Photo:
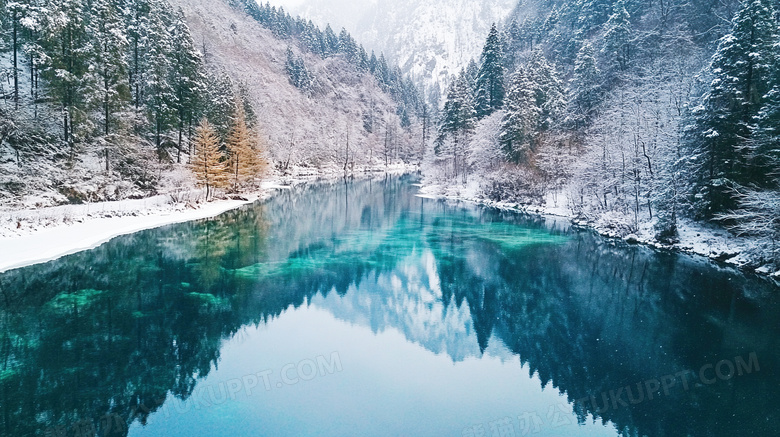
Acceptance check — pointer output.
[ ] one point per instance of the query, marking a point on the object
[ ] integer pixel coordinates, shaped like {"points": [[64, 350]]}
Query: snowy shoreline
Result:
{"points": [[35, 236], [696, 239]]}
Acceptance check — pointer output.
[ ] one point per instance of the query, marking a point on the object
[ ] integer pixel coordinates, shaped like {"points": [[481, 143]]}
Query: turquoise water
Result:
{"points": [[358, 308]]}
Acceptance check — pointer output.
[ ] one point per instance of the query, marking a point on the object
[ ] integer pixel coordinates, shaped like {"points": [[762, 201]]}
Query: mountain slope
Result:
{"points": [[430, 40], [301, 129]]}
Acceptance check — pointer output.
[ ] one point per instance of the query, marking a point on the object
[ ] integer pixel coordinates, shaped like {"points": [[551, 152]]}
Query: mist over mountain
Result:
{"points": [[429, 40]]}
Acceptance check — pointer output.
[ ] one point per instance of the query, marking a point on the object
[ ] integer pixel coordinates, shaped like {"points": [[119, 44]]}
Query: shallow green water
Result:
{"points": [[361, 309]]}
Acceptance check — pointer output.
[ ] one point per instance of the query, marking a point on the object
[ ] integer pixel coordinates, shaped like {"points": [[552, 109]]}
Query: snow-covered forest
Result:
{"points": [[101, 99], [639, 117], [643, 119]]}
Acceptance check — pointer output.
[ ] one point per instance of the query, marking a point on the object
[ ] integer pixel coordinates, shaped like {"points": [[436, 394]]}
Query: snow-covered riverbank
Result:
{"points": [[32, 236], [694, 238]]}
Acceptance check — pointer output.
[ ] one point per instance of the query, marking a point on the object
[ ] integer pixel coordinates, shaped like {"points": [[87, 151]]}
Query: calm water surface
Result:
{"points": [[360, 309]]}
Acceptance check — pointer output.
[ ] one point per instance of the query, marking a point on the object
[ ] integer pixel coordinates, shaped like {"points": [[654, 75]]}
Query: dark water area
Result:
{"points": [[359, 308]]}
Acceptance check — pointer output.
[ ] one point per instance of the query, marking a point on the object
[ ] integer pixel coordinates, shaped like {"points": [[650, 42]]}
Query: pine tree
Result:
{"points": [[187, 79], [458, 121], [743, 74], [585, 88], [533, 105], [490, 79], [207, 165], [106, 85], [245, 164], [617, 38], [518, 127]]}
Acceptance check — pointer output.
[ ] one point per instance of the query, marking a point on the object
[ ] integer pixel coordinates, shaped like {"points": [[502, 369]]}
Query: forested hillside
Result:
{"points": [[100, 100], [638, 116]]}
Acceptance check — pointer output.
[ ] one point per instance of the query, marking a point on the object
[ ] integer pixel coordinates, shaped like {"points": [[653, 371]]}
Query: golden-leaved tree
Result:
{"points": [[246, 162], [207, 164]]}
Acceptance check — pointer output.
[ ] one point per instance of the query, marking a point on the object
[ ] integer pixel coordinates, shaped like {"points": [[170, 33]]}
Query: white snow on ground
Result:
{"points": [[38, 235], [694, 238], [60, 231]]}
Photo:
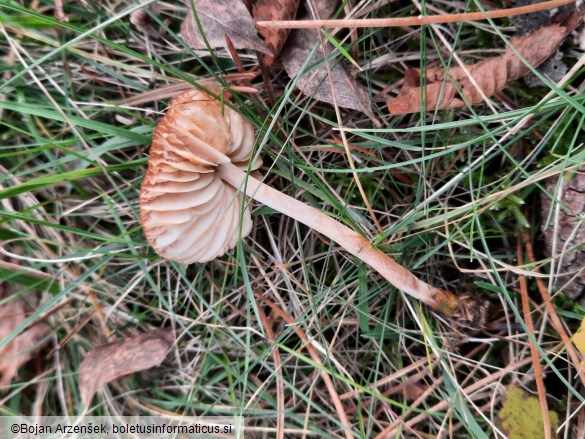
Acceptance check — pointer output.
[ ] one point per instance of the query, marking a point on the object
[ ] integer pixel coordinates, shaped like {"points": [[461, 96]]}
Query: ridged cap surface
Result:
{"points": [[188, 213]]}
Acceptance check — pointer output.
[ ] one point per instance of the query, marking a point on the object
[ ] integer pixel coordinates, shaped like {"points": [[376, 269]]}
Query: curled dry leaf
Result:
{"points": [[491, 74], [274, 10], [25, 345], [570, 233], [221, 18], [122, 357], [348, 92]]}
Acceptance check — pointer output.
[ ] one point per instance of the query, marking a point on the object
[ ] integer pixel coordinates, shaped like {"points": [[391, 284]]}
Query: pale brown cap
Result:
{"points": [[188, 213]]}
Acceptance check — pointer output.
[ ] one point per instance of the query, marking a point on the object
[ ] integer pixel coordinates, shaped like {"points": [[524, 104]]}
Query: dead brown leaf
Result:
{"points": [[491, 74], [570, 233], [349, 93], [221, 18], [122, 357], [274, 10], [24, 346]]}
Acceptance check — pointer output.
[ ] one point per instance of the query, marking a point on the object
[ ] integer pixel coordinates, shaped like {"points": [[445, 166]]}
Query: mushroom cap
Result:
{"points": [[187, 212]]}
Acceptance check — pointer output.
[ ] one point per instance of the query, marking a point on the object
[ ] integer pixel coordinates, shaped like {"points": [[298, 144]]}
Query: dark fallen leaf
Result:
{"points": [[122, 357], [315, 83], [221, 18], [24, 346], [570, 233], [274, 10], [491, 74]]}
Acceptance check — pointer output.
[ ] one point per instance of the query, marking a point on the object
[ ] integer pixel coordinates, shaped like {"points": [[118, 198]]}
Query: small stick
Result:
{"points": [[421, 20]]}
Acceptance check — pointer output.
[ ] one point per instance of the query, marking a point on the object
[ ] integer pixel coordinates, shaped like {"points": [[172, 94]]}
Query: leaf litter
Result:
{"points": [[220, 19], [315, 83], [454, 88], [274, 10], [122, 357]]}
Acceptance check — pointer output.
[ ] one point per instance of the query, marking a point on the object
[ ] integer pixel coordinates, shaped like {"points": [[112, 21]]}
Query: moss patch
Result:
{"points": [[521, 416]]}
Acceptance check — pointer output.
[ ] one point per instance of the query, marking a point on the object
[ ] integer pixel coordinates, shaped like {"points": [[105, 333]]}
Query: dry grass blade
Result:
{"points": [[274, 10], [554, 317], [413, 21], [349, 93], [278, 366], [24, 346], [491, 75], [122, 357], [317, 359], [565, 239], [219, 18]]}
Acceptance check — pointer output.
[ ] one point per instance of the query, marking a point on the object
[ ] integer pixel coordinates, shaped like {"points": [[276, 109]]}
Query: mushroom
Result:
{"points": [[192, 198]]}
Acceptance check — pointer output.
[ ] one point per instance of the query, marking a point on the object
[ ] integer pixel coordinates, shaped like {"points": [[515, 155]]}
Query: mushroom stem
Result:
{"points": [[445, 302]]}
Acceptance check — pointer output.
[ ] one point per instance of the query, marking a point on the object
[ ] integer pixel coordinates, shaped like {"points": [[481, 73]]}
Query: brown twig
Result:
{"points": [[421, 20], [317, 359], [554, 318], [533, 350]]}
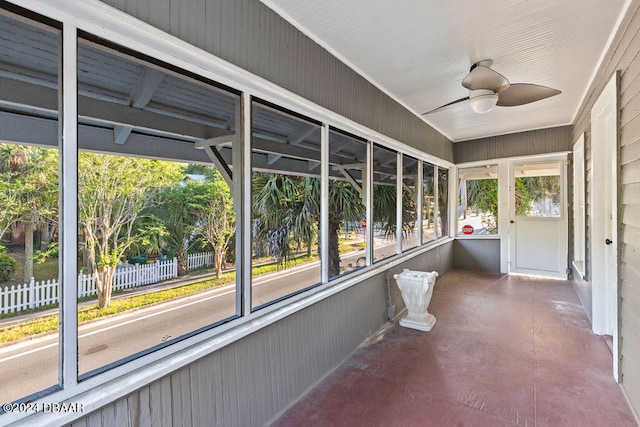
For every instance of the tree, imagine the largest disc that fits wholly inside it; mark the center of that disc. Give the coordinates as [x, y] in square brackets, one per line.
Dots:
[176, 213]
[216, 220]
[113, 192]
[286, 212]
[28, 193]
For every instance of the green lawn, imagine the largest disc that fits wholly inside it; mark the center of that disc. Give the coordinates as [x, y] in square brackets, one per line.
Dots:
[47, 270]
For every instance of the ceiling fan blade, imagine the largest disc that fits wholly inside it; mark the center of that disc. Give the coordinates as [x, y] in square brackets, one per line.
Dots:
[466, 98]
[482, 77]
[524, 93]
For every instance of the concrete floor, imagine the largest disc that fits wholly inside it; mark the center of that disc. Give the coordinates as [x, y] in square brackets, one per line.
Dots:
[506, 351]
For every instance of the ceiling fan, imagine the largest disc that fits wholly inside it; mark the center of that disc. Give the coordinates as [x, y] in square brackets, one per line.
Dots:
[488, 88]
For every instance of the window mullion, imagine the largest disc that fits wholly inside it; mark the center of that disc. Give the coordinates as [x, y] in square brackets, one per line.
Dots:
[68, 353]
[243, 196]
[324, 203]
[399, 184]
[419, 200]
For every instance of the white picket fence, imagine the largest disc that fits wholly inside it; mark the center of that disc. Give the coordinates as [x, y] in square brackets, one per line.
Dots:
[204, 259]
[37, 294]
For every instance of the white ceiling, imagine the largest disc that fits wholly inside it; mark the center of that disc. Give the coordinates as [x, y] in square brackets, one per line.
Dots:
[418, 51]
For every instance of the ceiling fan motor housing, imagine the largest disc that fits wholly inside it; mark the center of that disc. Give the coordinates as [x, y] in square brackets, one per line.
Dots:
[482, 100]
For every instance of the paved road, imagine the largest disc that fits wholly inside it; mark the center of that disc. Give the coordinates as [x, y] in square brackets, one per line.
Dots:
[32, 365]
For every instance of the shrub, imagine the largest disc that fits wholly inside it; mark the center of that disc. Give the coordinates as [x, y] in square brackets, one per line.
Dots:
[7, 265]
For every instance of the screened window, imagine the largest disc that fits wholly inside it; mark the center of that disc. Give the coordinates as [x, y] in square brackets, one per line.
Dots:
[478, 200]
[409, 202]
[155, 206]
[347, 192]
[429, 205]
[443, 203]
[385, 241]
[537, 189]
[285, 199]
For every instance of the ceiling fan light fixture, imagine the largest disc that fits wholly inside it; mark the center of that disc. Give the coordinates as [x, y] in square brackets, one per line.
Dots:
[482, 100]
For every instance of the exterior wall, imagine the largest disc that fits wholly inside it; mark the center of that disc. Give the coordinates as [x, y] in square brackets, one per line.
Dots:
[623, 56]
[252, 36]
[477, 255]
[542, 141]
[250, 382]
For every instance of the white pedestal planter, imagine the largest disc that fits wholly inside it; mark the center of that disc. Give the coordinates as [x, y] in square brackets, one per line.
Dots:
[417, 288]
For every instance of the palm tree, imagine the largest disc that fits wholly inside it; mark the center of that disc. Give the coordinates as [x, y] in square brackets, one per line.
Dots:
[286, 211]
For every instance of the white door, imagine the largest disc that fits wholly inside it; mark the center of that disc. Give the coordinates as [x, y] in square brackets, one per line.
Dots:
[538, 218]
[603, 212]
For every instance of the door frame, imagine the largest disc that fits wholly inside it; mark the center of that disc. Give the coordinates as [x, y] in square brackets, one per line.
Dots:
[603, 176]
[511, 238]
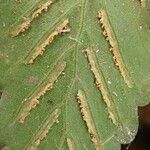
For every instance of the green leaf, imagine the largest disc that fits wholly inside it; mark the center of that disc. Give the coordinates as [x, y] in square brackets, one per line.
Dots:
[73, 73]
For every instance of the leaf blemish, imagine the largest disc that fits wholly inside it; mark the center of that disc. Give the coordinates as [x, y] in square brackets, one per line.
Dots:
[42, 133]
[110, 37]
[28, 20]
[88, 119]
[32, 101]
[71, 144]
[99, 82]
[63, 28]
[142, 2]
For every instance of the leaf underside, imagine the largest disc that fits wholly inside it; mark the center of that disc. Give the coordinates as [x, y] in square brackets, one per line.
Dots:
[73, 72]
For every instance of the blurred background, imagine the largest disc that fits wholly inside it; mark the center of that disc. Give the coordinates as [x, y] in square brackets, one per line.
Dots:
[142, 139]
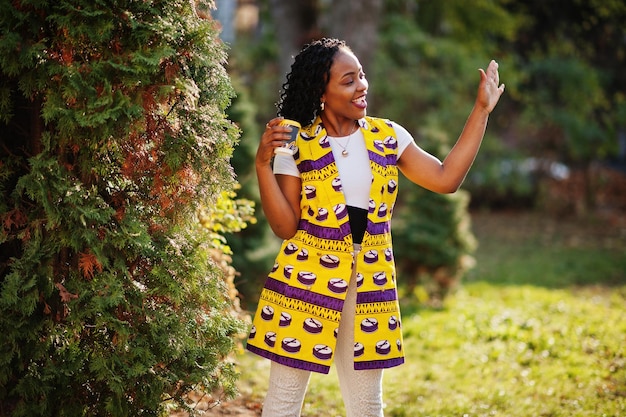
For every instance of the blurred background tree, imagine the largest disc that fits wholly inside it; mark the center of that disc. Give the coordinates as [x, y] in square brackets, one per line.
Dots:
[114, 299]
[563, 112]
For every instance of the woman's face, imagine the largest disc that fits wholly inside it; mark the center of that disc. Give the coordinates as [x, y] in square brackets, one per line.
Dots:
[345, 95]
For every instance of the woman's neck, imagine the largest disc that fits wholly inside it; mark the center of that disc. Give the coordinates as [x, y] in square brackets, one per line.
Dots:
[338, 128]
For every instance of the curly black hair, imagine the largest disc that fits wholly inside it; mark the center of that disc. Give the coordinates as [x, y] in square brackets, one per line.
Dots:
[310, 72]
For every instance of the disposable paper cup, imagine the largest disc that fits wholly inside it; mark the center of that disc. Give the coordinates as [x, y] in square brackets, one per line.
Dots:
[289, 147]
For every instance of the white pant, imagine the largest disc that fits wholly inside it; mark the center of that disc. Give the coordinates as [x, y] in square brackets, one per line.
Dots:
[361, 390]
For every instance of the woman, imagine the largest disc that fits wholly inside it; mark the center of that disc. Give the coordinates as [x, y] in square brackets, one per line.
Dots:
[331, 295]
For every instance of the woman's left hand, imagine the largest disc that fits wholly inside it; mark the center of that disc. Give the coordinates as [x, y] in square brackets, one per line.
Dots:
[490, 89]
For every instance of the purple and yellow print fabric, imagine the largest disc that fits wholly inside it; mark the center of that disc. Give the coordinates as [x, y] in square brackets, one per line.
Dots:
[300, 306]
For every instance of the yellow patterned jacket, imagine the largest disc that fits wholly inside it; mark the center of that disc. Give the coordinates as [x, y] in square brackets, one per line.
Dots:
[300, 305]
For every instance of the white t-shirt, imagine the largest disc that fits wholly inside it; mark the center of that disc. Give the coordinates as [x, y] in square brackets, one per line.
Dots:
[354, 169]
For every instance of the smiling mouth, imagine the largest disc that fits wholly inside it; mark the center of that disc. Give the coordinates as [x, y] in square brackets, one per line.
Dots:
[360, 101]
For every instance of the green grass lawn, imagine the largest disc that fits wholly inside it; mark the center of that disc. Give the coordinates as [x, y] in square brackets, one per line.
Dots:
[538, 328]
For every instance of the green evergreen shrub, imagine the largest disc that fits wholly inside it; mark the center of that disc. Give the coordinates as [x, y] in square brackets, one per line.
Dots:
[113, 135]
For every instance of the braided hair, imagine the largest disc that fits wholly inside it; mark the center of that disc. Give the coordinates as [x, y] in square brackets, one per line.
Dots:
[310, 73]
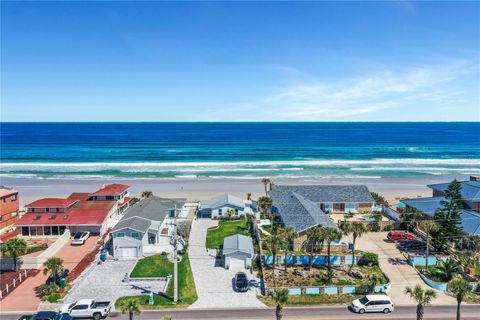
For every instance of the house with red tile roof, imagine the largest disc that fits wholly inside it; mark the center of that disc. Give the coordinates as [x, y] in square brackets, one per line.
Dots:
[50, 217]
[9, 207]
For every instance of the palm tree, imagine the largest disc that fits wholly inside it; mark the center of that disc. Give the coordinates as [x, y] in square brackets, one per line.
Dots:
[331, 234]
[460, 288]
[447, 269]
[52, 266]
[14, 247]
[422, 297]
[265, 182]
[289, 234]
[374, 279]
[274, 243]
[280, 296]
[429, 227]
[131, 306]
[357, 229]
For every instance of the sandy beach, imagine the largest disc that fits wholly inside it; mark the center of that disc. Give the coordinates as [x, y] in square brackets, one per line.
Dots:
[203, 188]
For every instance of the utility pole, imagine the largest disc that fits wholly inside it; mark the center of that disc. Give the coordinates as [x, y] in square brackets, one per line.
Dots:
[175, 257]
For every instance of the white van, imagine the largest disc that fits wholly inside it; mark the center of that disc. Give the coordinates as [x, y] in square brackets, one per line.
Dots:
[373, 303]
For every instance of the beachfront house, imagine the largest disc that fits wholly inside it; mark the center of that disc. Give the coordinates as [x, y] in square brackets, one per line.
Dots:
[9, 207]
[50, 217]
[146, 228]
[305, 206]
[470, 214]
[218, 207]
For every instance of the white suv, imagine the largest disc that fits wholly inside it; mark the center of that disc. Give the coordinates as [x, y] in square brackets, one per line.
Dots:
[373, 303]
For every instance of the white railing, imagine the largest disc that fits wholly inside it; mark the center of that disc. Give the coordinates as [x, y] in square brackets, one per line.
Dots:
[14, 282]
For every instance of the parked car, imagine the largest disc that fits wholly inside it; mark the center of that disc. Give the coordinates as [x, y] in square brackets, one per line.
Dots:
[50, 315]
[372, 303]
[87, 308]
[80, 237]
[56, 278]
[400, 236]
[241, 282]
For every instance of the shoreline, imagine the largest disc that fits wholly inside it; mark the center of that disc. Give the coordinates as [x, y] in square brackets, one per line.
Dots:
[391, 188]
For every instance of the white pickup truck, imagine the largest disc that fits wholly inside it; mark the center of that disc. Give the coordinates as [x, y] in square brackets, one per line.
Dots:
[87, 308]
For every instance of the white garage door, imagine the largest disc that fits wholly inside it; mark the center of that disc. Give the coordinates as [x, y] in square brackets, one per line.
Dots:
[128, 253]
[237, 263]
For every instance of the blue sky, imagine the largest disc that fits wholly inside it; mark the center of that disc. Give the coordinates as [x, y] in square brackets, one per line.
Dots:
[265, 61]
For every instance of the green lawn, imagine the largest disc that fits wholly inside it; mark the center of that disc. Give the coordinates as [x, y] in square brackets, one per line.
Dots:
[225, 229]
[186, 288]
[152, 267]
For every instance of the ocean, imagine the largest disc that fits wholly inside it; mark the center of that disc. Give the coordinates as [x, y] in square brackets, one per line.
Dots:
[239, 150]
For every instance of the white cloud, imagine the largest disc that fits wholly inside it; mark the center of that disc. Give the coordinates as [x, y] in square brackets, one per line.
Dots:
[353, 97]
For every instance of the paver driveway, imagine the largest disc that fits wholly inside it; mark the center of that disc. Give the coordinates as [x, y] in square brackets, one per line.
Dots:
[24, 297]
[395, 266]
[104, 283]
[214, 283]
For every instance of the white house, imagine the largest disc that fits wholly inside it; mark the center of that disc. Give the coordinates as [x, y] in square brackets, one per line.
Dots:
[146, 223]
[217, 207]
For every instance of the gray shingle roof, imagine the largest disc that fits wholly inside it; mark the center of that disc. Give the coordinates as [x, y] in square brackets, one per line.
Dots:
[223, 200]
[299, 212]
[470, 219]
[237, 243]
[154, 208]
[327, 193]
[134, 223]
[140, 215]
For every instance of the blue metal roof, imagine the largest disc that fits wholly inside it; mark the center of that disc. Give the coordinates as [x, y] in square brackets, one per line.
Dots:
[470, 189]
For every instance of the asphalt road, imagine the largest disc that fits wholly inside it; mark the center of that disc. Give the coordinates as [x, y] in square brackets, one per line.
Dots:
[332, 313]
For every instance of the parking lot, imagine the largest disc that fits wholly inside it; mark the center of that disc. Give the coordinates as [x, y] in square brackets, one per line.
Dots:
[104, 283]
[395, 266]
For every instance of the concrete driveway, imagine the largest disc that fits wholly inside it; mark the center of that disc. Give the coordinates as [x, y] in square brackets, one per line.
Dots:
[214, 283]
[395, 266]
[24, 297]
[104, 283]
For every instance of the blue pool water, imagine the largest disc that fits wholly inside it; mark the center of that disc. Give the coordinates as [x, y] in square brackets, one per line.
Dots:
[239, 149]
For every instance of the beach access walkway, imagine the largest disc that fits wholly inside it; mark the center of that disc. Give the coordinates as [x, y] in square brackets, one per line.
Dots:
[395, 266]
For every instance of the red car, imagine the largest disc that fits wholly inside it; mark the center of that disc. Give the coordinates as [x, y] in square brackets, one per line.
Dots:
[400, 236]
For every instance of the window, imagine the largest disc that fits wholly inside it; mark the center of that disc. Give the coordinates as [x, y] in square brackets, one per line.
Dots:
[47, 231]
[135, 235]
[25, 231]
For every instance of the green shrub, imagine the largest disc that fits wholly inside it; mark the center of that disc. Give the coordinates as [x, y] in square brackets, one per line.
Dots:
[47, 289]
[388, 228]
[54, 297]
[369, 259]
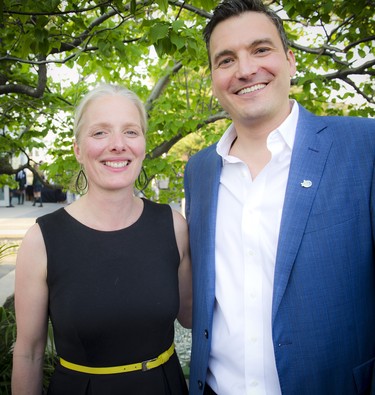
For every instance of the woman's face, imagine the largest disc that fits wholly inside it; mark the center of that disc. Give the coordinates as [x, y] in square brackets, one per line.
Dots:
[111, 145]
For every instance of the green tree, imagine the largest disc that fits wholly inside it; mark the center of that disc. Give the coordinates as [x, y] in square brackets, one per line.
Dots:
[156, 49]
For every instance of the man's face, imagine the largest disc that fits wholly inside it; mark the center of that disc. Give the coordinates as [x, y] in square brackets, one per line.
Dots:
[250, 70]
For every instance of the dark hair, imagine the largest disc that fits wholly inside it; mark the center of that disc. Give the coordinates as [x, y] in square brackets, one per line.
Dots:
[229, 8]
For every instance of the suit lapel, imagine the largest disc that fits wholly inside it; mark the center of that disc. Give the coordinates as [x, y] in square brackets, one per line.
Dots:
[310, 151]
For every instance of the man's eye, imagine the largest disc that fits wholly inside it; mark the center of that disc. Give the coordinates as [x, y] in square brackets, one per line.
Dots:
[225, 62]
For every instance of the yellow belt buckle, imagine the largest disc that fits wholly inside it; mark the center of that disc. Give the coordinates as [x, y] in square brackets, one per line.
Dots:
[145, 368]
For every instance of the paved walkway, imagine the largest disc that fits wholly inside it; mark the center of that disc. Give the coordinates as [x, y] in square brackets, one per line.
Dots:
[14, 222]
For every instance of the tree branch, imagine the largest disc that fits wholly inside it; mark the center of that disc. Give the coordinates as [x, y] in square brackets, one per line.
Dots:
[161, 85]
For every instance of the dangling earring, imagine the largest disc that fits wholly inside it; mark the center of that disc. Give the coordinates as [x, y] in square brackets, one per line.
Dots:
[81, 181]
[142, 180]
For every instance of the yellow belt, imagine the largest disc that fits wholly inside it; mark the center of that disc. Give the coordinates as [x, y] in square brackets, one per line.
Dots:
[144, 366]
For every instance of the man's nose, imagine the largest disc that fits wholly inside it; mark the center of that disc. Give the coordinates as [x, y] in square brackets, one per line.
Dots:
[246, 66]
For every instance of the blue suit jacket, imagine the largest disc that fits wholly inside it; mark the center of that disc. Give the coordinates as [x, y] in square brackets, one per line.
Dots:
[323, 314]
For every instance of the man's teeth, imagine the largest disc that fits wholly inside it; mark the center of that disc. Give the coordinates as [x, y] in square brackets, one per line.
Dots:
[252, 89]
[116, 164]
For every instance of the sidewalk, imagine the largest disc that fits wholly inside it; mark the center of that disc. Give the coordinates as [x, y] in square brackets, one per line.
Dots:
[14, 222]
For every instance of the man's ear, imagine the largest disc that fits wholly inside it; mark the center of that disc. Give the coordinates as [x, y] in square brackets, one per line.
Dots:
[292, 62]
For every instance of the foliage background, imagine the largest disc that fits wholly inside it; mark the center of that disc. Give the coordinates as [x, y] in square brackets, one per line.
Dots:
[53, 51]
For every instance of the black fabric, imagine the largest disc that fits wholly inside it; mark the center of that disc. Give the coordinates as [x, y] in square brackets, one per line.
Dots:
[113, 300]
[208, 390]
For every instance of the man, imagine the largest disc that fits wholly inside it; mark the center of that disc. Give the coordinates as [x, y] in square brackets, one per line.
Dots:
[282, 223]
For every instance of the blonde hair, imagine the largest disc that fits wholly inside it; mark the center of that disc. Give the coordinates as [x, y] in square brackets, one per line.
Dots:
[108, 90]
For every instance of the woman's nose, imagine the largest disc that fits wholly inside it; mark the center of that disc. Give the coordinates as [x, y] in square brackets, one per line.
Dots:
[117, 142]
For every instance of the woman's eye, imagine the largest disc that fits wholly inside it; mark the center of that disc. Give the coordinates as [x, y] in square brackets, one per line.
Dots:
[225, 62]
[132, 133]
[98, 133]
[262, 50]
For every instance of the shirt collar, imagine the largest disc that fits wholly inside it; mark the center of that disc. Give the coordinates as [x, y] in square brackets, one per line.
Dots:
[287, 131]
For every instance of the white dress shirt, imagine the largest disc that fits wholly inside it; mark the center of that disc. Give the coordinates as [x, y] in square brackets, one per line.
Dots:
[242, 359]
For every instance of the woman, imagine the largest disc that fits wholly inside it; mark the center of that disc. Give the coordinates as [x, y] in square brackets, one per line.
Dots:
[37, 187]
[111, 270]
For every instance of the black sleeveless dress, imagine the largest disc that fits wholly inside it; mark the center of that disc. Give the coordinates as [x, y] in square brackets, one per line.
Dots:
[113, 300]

----------------------------------------

- ABOUT THIS EXERCISE
Above are the entries. Copy exactly the part that opens with the line containing "For every instance of the blue sky, imagine" and closes with the line containing "For every instance of the gray", and no more.

- EXERCISE RESPONSE
For every instance of the blue sky, imagine the largest disc that fits wholly inside it; mark the center of that disc. Give the coordinates as [x, y] in square brackets, one per line.
Dots:
[265, 61]
For every instance of the green lawn, imagine the largest disc that fits wholly inside it; mark the center of that disc. Give the coordinates as [x, y] in square brackets, one per line.
Dots:
[225, 229]
[186, 288]
[152, 267]
For every instance of the ocean, imagine the largest disc that fits wholly inside it; mark the center of that disc. Give the coordinates as [x, y] in square brackets, one per line.
Dots:
[239, 150]
For every instance of the white cloud, imagine the largest disc that fits wholly inside it; mark the center of that disc. Give the coordinates as [x, y] in square brackets, one per line.
Dots:
[353, 97]
For every instance of the paver driveway, imagine the largest disc that fits wholly inside it; mark the center of that disc. Give the coordinates as [x, y] in square brackets, one per line.
Dots:
[24, 297]
[395, 266]
[104, 283]
[214, 283]
For every instance of the white house, imagine the largest disc that fits wholly inside it; mark the center of that disc. Give the coordinates as [x, y] in square brackets, one per line.
Dots:
[146, 223]
[217, 207]
For every instance of the gray shingle roof, imagine the largest disc that fits wholly inside it; mark the center of that disc. Give the coordinates as [x, y] in square brackets, one per line.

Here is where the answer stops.